INSTRUCTIONS FOR THE TASK: Your answer should be the records, restated word for word.

EXTRACTED DATA:
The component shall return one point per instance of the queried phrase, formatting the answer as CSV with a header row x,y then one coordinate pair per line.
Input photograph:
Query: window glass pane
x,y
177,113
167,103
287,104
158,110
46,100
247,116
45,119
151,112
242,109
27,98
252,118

SOLVED EXERCISE:
The component shall return one point per instance of the queried phrase, formatting the answer as CSV with a header row x,y then one coordinate pair per line.
Input photograph:
Query: window glass pane
x,y
177,113
167,103
287,104
158,110
46,100
247,116
45,119
151,112
242,109
27,98
252,118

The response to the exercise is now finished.